[Exercise directions] Your output should be the lines below from the one with "of the flower" through the one with "of the sepia-toned", copied exactly, pictures excluded.

[Data under study]
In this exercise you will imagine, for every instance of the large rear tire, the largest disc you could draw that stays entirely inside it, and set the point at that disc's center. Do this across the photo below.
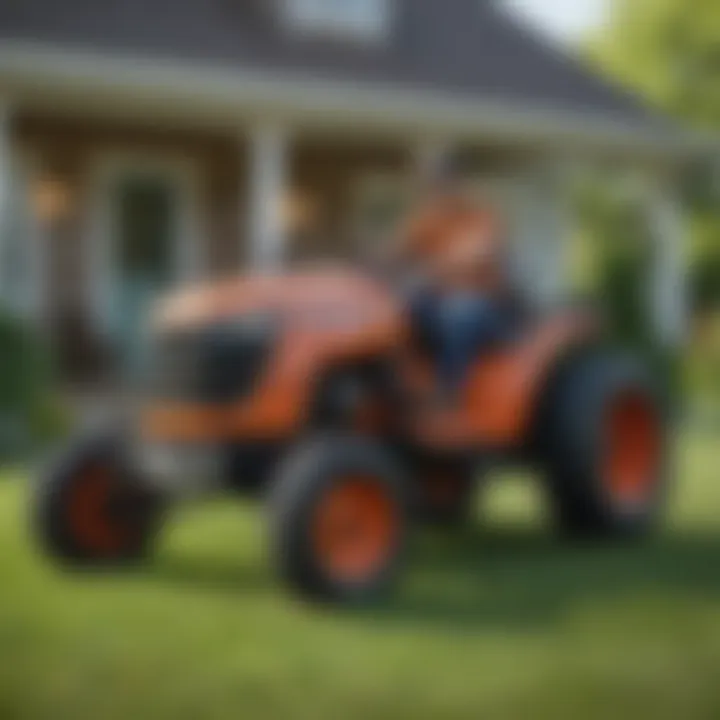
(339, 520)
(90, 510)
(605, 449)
...
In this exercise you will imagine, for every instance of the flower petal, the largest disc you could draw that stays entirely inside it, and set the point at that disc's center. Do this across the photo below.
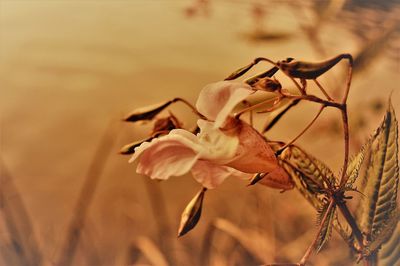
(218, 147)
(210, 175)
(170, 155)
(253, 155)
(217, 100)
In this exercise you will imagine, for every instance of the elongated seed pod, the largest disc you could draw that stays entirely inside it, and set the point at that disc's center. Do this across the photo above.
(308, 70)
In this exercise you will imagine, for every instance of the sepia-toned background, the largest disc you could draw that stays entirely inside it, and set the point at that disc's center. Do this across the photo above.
==
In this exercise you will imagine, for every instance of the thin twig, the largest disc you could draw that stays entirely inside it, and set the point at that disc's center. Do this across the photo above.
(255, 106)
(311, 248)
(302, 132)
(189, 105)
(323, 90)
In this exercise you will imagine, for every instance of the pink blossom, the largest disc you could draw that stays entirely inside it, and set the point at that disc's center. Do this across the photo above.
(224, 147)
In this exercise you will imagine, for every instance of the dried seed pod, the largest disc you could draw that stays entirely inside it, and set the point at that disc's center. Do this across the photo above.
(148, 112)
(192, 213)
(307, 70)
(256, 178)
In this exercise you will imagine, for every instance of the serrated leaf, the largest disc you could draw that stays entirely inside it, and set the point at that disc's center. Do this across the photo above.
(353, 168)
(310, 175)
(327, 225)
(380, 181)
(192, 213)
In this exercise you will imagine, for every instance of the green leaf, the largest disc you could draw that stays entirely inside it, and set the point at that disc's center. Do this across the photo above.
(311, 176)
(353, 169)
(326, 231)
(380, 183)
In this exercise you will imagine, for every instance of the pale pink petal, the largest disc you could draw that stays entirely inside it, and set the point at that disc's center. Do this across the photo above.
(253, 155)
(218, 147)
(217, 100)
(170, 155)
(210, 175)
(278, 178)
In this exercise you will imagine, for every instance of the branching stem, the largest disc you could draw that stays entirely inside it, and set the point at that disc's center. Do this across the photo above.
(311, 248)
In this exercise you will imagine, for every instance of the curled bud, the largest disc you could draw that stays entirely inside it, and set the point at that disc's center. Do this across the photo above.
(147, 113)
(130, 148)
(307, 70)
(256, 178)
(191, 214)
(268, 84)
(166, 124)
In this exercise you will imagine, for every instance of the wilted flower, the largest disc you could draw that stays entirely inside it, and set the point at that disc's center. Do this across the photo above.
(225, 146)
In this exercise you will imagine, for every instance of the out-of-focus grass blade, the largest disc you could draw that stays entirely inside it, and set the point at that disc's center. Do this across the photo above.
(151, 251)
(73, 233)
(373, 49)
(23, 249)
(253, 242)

[Your solution]
In this exercise you will imagine, for every instance of the flower petal, the largest disc you could draw that stays entirely inside it, and set the point at that disc's center. Do this across the photo below.
(218, 147)
(210, 175)
(170, 155)
(253, 155)
(217, 100)
In this exercise you will imagine, for every instance of the elongated seed pod, the largest disc you could draw that stays entirely inside it, and set the point at that disc's center. Do this across the photo above.
(308, 70)
In this exercise you will imagine, for every instance of the sepia-toned background, the largest disc you could draw that stays entirely inside it, and set the point at that disc's center. Do this across the photo above.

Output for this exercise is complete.